■ AIM OF THE EXERCISE ■
Would you copy the line that includes "Could you spot the stone" and every line that follows it, down to the last line of the listing below, exactly as they stand?

■ SUPPLIED DATA ■
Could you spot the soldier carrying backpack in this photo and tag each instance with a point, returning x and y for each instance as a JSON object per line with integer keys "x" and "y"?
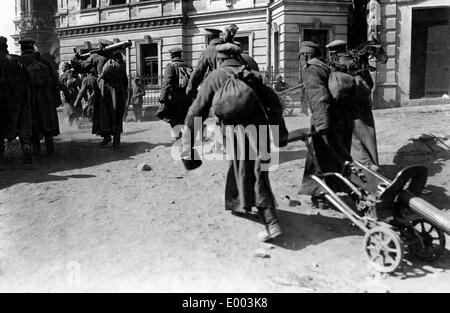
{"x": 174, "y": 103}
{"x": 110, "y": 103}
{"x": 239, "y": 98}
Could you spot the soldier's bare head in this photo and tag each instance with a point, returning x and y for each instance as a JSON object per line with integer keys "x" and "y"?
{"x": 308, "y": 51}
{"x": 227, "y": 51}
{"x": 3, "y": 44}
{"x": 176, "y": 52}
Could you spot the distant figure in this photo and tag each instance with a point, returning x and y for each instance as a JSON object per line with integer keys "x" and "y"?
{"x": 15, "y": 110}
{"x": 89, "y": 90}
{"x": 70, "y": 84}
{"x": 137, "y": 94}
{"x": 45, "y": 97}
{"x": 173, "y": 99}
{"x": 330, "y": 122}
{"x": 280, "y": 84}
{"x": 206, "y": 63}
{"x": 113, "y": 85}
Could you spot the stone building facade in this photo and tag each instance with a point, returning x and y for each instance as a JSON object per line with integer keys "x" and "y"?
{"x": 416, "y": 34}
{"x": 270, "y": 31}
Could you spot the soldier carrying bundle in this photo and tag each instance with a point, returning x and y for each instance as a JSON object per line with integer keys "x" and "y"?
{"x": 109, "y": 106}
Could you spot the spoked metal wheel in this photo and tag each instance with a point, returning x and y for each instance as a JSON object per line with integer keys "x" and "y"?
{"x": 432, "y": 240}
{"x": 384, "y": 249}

■ WRITTEN RESPONSE ■
Could you spot the stone building facade in this photo and tag each instance with a point, returning x and y for each instance as a JSON object per line with integer keys "x" and "y"?
{"x": 416, "y": 34}
{"x": 270, "y": 31}
Could you spot the soldier carrying bundle in this photo and tag each instance with a point, returning x and y for each instance as a JSON object per line with integer keys "x" and "y"?
{"x": 109, "y": 106}
Could you spot the spoked metal wheel in this photo and tag each instance with a point, returning x and y for each instance as a JSON object per line with integer keys "x" and "y"?
{"x": 432, "y": 240}
{"x": 384, "y": 249}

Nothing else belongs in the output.